> CHALLENGE:
Give every line of all the entries below as a JSON list of strings, one string per line. Skip blank lines and leave the pictures out.

> RECORDS PROVIDED:
* * * * *

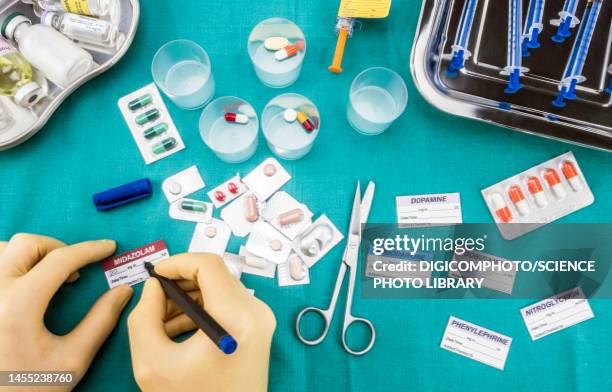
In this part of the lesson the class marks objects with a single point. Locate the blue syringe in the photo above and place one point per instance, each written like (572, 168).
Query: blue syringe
(567, 20)
(514, 68)
(609, 88)
(573, 70)
(460, 51)
(533, 26)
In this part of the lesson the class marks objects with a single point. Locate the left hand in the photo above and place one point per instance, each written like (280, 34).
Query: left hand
(32, 269)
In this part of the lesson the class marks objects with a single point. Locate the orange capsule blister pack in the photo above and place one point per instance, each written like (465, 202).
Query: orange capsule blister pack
(537, 196)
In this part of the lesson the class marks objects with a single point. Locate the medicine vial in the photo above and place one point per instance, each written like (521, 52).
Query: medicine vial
(16, 76)
(48, 50)
(81, 7)
(96, 32)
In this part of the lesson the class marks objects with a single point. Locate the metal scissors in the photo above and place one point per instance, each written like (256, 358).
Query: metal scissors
(359, 216)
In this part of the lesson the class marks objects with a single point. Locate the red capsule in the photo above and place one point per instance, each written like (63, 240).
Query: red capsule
(233, 188)
(220, 196)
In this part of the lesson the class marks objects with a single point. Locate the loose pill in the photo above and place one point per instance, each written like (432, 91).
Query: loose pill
(269, 170)
(537, 192)
(140, 102)
(236, 117)
(290, 217)
(297, 269)
(276, 245)
(518, 198)
(275, 43)
(146, 117)
(252, 214)
(305, 121)
(554, 182)
(501, 209)
(290, 115)
(220, 196)
(210, 231)
(232, 188)
(570, 173)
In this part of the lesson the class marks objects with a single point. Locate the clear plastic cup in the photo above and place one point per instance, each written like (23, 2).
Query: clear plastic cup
(272, 72)
(230, 141)
(182, 70)
(378, 96)
(289, 140)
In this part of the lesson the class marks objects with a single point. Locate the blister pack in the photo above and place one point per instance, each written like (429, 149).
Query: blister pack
(537, 196)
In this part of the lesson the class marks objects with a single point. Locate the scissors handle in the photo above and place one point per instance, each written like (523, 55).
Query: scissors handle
(326, 314)
(351, 320)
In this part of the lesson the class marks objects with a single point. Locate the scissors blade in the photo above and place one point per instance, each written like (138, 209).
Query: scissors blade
(355, 227)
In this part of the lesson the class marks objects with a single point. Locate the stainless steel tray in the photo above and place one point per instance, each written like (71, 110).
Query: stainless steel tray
(128, 22)
(477, 92)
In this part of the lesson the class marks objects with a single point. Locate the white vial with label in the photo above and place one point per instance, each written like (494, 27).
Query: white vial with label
(48, 50)
(81, 7)
(81, 28)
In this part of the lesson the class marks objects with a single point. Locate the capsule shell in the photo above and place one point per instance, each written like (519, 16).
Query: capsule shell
(155, 130)
(537, 191)
(571, 174)
(140, 102)
(501, 209)
(164, 145)
(146, 117)
(252, 214)
(553, 180)
(518, 198)
(290, 217)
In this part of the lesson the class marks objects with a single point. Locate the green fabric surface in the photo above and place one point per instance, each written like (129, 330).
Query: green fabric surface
(46, 187)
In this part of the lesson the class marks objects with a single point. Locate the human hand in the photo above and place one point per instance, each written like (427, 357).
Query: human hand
(32, 269)
(197, 364)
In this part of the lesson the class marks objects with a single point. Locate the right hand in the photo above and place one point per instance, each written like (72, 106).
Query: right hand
(197, 364)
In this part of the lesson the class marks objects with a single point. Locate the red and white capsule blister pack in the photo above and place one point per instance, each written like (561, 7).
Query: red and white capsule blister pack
(538, 196)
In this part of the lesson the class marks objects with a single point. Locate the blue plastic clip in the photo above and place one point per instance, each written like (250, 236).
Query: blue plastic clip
(123, 194)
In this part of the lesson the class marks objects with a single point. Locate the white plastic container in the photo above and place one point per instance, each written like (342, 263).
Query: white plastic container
(48, 50)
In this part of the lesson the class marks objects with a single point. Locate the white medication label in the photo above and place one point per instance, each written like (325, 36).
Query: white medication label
(502, 281)
(128, 268)
(475, 342)
(557, 313)
(429, 210)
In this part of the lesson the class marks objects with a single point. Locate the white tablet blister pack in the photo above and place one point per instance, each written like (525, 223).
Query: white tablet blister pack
(150, 123)
(182, 184)
(228, 191)
(241, 214)
(191, 210)
(268, 177)
(293, 272)
(537, 196)
(210, 237)
(287, 215)
(265, 241)
(256, 265)
(318, 239)
(234, 264)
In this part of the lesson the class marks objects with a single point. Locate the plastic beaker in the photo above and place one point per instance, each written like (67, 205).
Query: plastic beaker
(378, 96)
(182, 70)
(224, 130)
(271, 71)
(287, 136)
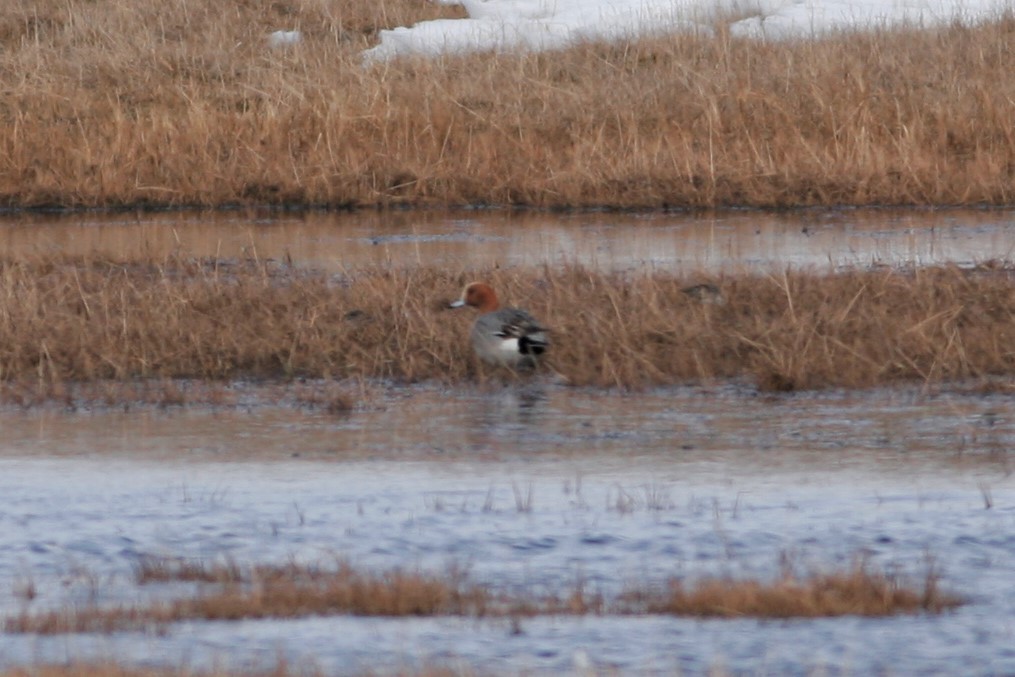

* * * * *

> RESPONSE FOR THIS EXERCISE:
[
  "In this part of the lesson the class marks objects with a single point. Locate the blue syringe in the photo above and place one point per instance, each written like (572, 168).",
  "Query: blue syringe",
  "(567, 20)",
  "(514, 68)",
  "(609, 88)",
  "(573, 70)",
  "(460, 51)",
  "(533, 26)",
  "In this part of the lesson the class marks objects with a single point. Locate the left hand in the photo above and place one point per instance, each written like (280, 34).",
  "Query: left hand",
  "(32, 269)",
  "In this part of the lesson the class marks objects with a single point. Locate the orange capsule blister pack in the photo above and place one point per instance, each written like (465, 202).",
  "Query: orange capsule blister pack",
  "(537, 196)",
  "In this part of the lesson the class marks objects with a single point. Locate the medicine vial in the photo above and place one point per instance, each written like (521, 52).",
  "Query: medicine vial",
  "(16, 76)",
  "(48, 50)",
  "(81, 7)",
  "(96, 32)",
  "In this part of the lesson the class marks objects with a single point. Locate the metal scissors in the photo above and place one point per instance, each written like (256, 358).",
  "Query: metal scissors",
  "(359, 216)",
  "In this part of the lesson the class marks objects with a single point. Locate the red capsule in the photo above and place one point per instance, each written like (63, 240).",
  "Query: red capsule",
  "(233, 188)",
  "(220, 196)",
  "In this part of the lesson the class marks objects with a single point. Locate the loose pill in the photo above and place one point per instance, each written like (432, 91).",
  "Query: loose pill",
  "(269, 170)",
  "(537, 192)",
  "(140, 102)",
  "(236, 117)",
  "(290, 217)",
  "(297, 269)",
  "(276, 245)",
  "(518, 198)",
  "(275, 43)",
  "(146, 117)",
  "(252, 214)",
  "(305, 121)",
  "(554, 182)",
  "(501, 209)",
  "(290, 115)",
  "(220, 196)",
  "(210, 231)",
  "(232, 188)",
  "(570, 173)",
  "In this part of the lesson the class marks objects with a single point. Locate the clear plastic cup in the photo above and place one point per instance, each written like (23, 2).",
  "Query: clear plastic cup",
  "(272, 72)",
  "(230, 141)",
  "(182, 70)",
  "(378, 96)",
  "(289, 140)",
  "In this part of the lesson the class marks objects with a single point. Locate the blister pack in the photo above and place one point per instance, each written like (429, 149).",
  "Query: blister pack",
  "(537, 196)",
  "In this part of the lesson the class marks objects with a single point. Locate the scissors handle in the photo above and place one point per instance, each written like (523, 55).",
  "Query: scissors handle",
  "(326, 314)",
  "(351, 320)",
  "In this part of the lesson the class marks objects with a single point. Locate the scissors blade in the photo above and place one point per instance, each written like (138, 209).",
  "Query: scissors blade",
  "(355, 227)",
  "In this part of the lesson the class marks objects with a single point. Locate the stainless steel tray in the photo above and place one point per instance, each written like (71, 110).",
  "Query: stainless steel tray",
  "(128, 22)",
  "(477, 92)",
  "In this part of the lesson the class marks objects with a single point. Locate the white vial with label in the photo above and place one point per instance, each written like (494, 27).",
  "Query: white vial with label",
  "(48, 50)",
  "(81, 7)",
  "(81, 28)",
  "In this part of the lesson the class marks objects with a single point. Locate the capsule shell in the photo above and place one point per instance, each written like (519, 16).",
  "Query: capsule shell",
  "(155, 130)",
  "(537, 191)",
  "(571, 174)",
  "(140, 102)",
  "(501, 209)",
  "(164, 145)",
  "(146, 117)",
  "(252, 214)",
  "(553, 180)",
  "(518, 198)",
  "(290, 217)",
  "In this part of the lesson the class marks objects with a single point. Locate the green fabric surface in the photo above and place one point per instance, each written like (129, 330).",
  "Query: green fabric surface",
  "(46, 187)",
  "In this part of the lesson the class marks objects with a single point. Locate the human hand in the photo above and place one point per instance, each written like (427, 357).",
  "Query: human hand",
  "(32, 269)",
  "(197, 364)",
  "In this part of the lesson the class marks objects with a single point. Locate the right hand in the photo above and place one point per instance, each written like (72, 106).",
  "Query: right hand",
  "(197, 364)",
  "In this part of the lesson the class marks objects with a single point. Locate the red and white capsule blister pack in the photo above and place one point per instance, each written like (561, 7).",
  "Query: red and white capsule blister pack",
  "(538, 196)",
  "In this part of the lesson the class marks objects with a single point. Locate the blue plastic clip in the photo above and place one point per instance, each written like (250, 236).",
  "Query: blue plastic clip",
  "(123, 194)",
  "In this part of the lesson the class marks objects with a single point. Locate the white plastic container in the photo above and place one point per instance, each written like (342, 263).",
  "Query: white plastic container",
  "(48, 50)",
  "In this part of the lesson the class marks objects with a single point. Locate the white medication label in the photo above and place one point per instance, each written like (325, 36).",
  "Query: white medication label",
  "(502, 281)",
  "(128, 268)",
  "(475, 342)",
  "(557, 313)",
  "(429, 210)",
  "In this part of the lesson the class marks objects with a single point. Locate the white tablet blister pack in the photo above and place one point per instance, each written like (525, 223).",
  "Query: white tablet blister pack",
  "(150, 123)",
  "(182, 184)",
  "(228, 191)",
  "(241, 214)",
  "(191, 210)",
  "(268, 177)",
  "(293, 272)",
  "(537, 196)",
  "(210, 237)",
  "(287, 215)",
  "(265, 241)",
  "(256, 265)",
  "(318, 239)",
  "(234, 264)",
  "In this part of the lesson the class marks objects with a single point. Locate the plastic beaker in the photo above and place one point per instance, each written like (67, 205).",
  "Query: plastic beaker",
  "(378, 96)",
  "(182, 70)",
  "(224, 130)",
  "(271, 71)",
  "(287, 136)"
]